I'm back from my adventure to White Plains, NY. Thanks to guest and AlanB, the trip was uneventful. I upgraded myself off #95 to the 5:30 am Acela down to Stamford. That train might best be described as the Crackberry Express. The train filled up in New Haven and everybody on that train (including me) was working the chicklet keys of their crackberries.

The I-Bus was perfect. The client was a two block walk from the Galleria, and a four block walk to the White Plains Station. Thank you Guest.

I wasn't all that impressed with the service in Acela's first class cabin. When I boarded, I boarded through the front of the train and walked back to the first class car. When I arrived I was greeted by a surley obese female car attendant informing me that this was first class with the implied tone that non-coat and tie wearing riff-raff like me don't belong here. I acted like I didn't hear her and took one of the many empty seats. She followed me, asked for my ticket, and I handed it over. Then shoved my ticket in the loop on my seat and begrudingly asked for my drink order.

The food was airline quality. Soup, Ham Sandwich, Chips, and chocolate square. I've eaten this meal in NWA's first class cabin before. I shouldnt be surprised by the food. I noticed on the way into the car that Gate Gormet, an airline food catering company, was supplying the food.

Once my tray had been taken (around New Haven) the car attendants disappeared behind the curtain, never to be seen in the aisle again.

The conductor and assistant conductor must have been Boston based. They were the the same two from the 5:30 am crackberry express.

If I'm spending my own money, I'll think I'll stick to Acela Business. I'm begining to think that the best deal in accomodation on the NEC is the Regional Business. Lower price, no airline food, all the diet pepsi you can drink and no surley attendants.

Next trip for this client is to Dobbs Ferry, NY. I've got a few months to figure this one out.

Rick


----------



## AlanB

rmgreenesq said:


> I wasn't all that impressed with the service in Acela's first class cabin. When I boarded, I boarded through the front of the train and walked back to the first class car. When I arrived I was greeted by a surley obese female car attendant informing me that this was first class with the implied tone that non-coat and tie wearing riff-raff like me don't belong here. I acted like I didn't hear her and took one of the many empty seats. She followed me, asked for my ticket, and I handed it over. Then shoved my ticket in the loop on my seat and begrudingly asked for my drink order.


They do try to encourage everyone to board the first class car from the outside as it's just easier. And they do get a lot of people who do wander back not realizing that it is a special car, not to mention that you are walking through the kitchen in effect which does both hamper them and could be dangerous with hot food.

That said, there is no reason that she couldn't have addressed you with some courtesy and respect. And that is precisely what she should have done!



rmgreenesq said:


> The food was airline quality. Soup, Ham Sandwich, Chips, and chocolate square. I've eaten this meal in NWA's first class cabin before. I shouldnt be surprised by the food. I noticed on the way into the car that Gate Gormet, an airline food catering company, was supplying the food.

════

• **TASK LIST**:
a – Pull out every line in the listing below that contains the string "street".
b – Finish out the next part of the forum thread above about the Acela trip to White Plains, starting right after its last sentence.

════

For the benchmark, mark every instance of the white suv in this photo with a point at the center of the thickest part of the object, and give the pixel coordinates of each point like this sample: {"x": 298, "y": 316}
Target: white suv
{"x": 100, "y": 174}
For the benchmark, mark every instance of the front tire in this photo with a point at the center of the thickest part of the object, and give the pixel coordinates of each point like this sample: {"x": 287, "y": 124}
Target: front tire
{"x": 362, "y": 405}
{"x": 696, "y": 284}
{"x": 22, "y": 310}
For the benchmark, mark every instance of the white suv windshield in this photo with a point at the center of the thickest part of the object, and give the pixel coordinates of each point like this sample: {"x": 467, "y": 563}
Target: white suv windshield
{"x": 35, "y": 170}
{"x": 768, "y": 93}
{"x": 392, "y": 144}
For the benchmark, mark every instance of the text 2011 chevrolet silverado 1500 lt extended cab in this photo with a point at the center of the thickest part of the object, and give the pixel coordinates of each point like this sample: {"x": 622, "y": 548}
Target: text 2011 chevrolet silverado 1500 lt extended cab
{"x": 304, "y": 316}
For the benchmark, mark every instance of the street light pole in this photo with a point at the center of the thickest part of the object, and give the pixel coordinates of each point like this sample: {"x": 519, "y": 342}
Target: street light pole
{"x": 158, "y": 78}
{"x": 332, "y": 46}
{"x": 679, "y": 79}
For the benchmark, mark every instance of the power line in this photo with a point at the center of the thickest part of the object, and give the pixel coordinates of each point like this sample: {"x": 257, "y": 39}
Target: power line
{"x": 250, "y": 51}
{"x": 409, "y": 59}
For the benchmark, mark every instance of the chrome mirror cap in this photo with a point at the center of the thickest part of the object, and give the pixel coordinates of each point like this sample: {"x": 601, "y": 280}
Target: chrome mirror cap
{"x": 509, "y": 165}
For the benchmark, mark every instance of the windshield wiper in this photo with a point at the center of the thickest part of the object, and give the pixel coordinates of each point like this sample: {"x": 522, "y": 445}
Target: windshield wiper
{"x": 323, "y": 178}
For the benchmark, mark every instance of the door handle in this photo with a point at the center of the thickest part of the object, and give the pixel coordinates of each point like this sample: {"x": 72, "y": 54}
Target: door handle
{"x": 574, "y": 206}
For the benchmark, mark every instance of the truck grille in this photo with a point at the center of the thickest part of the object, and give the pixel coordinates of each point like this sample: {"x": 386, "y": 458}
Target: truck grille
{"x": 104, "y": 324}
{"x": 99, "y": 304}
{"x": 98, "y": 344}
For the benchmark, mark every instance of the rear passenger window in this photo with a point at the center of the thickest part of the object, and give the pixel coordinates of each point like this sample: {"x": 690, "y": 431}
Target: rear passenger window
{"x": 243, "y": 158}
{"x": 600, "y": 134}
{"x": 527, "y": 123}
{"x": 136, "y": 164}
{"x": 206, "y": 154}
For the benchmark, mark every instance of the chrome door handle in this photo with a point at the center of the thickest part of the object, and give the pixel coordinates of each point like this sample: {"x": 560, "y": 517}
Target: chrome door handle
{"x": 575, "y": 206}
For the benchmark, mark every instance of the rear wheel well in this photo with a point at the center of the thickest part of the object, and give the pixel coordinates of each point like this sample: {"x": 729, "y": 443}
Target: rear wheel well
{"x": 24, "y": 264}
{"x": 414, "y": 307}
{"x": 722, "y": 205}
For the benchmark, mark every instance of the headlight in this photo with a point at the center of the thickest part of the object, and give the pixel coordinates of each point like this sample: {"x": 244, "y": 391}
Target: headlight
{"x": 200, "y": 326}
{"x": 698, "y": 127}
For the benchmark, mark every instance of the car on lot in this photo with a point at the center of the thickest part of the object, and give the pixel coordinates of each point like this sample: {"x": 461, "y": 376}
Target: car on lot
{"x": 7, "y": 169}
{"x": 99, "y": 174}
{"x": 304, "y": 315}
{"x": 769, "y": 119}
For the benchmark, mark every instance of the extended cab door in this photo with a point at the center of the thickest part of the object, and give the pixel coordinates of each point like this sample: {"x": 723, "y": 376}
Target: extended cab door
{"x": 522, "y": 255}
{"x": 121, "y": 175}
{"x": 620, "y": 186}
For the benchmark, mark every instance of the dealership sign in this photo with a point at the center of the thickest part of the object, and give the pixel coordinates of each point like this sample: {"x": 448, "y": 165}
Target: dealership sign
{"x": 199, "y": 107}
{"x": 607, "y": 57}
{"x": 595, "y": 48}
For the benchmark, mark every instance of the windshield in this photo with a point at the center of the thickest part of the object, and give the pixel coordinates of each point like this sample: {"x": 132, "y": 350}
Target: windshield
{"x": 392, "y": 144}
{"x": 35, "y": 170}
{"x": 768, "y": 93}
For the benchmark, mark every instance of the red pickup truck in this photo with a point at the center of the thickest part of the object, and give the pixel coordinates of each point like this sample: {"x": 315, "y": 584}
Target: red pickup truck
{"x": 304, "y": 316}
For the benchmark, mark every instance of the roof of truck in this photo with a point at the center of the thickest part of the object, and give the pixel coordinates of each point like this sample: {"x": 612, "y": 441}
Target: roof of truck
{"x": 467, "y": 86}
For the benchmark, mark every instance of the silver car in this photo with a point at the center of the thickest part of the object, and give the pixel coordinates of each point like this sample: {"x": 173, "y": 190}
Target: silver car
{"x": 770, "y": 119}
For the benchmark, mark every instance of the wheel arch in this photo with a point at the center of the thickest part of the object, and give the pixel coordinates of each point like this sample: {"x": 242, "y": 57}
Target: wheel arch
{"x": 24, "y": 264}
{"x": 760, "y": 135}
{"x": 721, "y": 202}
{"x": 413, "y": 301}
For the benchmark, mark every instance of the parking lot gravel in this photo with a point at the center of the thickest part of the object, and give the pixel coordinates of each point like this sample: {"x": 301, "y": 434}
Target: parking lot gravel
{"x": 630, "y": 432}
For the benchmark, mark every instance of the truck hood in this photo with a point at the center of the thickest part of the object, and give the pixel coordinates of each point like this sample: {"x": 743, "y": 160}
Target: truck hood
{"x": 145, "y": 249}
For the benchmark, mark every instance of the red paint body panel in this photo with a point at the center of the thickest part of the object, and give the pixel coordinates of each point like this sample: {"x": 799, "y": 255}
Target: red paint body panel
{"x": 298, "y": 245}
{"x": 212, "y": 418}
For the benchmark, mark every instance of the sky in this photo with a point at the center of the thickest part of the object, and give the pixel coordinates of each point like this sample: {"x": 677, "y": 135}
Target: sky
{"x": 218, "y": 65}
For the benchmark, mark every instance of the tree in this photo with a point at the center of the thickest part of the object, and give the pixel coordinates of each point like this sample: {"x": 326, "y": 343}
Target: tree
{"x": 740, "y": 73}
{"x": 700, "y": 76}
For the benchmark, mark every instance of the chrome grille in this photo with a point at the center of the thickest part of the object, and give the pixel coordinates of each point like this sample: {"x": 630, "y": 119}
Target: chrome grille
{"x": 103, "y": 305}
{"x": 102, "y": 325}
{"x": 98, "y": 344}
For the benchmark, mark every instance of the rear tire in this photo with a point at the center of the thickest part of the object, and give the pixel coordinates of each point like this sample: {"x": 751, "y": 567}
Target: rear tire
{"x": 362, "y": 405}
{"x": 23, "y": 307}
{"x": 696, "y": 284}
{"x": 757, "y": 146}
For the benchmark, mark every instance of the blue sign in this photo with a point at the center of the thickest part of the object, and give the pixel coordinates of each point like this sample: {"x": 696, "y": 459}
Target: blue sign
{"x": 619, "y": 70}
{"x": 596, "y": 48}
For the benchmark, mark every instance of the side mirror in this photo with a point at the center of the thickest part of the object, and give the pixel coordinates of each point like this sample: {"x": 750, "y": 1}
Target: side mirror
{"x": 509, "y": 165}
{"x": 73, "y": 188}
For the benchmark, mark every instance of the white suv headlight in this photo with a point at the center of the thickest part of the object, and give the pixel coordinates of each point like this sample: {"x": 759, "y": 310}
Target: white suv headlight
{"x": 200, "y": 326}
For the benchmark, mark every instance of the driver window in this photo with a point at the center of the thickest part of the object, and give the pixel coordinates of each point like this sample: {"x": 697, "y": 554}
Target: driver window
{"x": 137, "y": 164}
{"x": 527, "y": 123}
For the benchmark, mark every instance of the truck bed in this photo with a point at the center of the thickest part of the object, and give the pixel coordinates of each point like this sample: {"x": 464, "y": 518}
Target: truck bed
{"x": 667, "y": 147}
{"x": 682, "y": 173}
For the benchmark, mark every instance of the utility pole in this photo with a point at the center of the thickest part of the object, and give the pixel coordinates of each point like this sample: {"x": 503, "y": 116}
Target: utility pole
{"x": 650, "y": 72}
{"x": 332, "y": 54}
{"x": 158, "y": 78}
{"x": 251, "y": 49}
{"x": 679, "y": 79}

════

• **TASK-BY-TASK RESULTS**:
a –
For the benchmark, mark every instance of the street light pole in this photo with a point at the center of the thickest part of the object, and give the pixel coordinates of each point like this sample: {"x": 519, "y": 342}
Target: street light pole

b –
I did warn you.  Actually diner is the best meal served and breakfasst is better than lunch IMHO. Lunch used be much better prior to the brake problems on Acela, which saw the loss of hot food completely for a while. I think that the total loss of hot food was done in large part to break the contract that they did have, as they were paying way to much. Might also have been done cut back on the amount of crew members that used to be assigned also.

When hot food did finally return, it didn't come back to it's previous level, but it is nonetheless an improvement over that period of time when there was no hot food at all.



rmgreenesq said:


> Once my tray had been taken (around New Haven) the car attendants disappeared behind the curtain, never to be seen in the aisle again.


Sadly another all to common problem with certain crews. When they do that, I'll walk up and ask for what I want and then immediately turn around and walk back to my seat forcing them to serve it to me. And they don't get a tip from me either. On the other hand, there are crews that will wear out the carpet taking care of their charges and ensuring that every whim that they can cater to, is catered to. It just seems to be luck of the draw and sadly the good ones never seem to wear off on the bad ones.

I even seen one attendant that I've had on more than one occasion who was very attentative, basically squashed by the LSA. She tried hard to be herself and helpful, but you could clearly see that she was trying to hide it from the LSA so as to not anger him.  Very sad that she had to do that.


----------



## Sam Damon

rmgreenesq said:


> I wasn't all that impressed with the service in Acela's first class cabin. When I boarded, I boarded through the front of the train and walked back to the first class car. When I arrived I was greeted by a surley obese female car attendant informing me that this was first class with the implied tone that non-coat and tie wearing riff-raff like me don't belong here. I acted like I didn't hear her and took one of the many empty seats. She followed me, asked for my ticket, and I handed it over. Then shoved my ticket in the loop on my seat and begrudingly asked for my drink order.
> The food was airline quality. Soup, Ham Sandwich, Chips, and chocolate square. I've eaten this meal in NWA's first class cabin before. I shouldnt be surprised by the food. I noticed on the way into the car that Gate Gormet, an airline food catering company, was supplying the food.
> 
> Once my tray had been taken (around New Haven) the car attendants disappeared behind the curtain, never to be seen in the aisle again.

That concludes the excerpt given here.